Copy out all of the material exactly as presented.

:: Dataset entries ::

·····

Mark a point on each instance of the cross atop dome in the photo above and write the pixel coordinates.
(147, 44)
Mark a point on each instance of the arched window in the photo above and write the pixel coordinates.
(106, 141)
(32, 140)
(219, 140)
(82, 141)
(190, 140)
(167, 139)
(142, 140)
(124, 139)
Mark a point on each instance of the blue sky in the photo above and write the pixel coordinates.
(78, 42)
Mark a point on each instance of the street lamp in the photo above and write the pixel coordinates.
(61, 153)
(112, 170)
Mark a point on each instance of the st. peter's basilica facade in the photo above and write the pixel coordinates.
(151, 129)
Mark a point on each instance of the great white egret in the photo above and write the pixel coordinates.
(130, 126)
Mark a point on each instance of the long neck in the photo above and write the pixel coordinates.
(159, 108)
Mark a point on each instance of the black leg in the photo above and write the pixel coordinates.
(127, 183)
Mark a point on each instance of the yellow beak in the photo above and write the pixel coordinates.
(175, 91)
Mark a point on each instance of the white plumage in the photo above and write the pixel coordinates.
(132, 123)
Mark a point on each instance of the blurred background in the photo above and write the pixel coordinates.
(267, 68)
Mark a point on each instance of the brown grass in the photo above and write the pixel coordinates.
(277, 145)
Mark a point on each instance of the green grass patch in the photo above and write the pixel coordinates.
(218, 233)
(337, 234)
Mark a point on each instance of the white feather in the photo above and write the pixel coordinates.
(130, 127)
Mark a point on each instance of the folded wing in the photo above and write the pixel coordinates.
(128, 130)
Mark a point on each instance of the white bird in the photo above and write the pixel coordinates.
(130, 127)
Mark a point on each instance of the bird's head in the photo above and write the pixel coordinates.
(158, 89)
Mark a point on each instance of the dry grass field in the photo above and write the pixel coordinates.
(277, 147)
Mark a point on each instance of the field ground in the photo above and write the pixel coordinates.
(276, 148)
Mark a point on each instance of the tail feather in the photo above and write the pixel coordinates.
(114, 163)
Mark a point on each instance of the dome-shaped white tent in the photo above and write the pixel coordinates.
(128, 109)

·····

:: Correct result ::
Mark a point on each instance of the cross atop dome in the photo above and write the pixel coordinates.
(147, 44)
Mark a point on each instance of the arched window in the photo above and write the pixel coordinates.
(106, 141)
(32, 140)
(219, 140)
(82, 141)
(190, 140)
(167, 139)
(142, 140)
(124, 139)
Mark a point on each instance of the blue sky in the photo above and write the pixel coordinates.
(78, 42)
Mark a point on each instance of the street lamp in the photo above and write the pixel coordinates.
(61, 153)
(112, 170)
Mark a point on each instance of the st. peter's basilica facade in the photo above and write the pixel coordinates.
(151, 129)
Mark a point on each instance of the great white egret in the photo above and write the pixel coordinates.
(130, 126)
Mark a point on each instance of the long neck in the photo above and write the pixel coordinates.
(159, 108)
Mark a point on each instance of the black leg in the photo above and write the pixel coordinates.
(127, 183)
Mark a point on each instance of the yellow beak in the photo above and write the pixel coordinates.
(175, 91)
Mark a point on each instance of the white plumage in the photo above and write the pixel coordinates.
(132, 123)
Mark a point on each instance of the blurred background in the photo above and write the pixel coordinates.
(267, 68)
Mark a point on each instance of the brown grass in the photo above and write the pixel coordinates.
(277, 145)
Mark a point on each instance of the green grass patch in the photo above and write the pixel coordinates.
(218, 233)
(337, 234)
Mark a point on each instance of the white feather in the photo above and write the pixel coordinates.
(130, 127)
Mark a point on each instance of the folded wing in the photo above and write the pixel coordinates.
(128, 130)
Mark a point on each instance of the white bird in the photo above and write the pixel coordinates.
(130, 127)
Mark a point on each instance of the bird's head in the photo above and write the pixel coordinates.
(158, 89)
Mark a point on each instance of the dry grass field in the photo above and write the pixel coordinates.
(277, 147)
Mark a point on each instance of the field ground in the photo above and write the pixel coordinates.
(276, 148)
Mark a point on each instance of the tail feather in the photo above and write the pixel coordinates.
(114, 163)
Mark a point on each instance of the dome-shaped white tent in the photo above and write the pixel coordinates.
(128, 109)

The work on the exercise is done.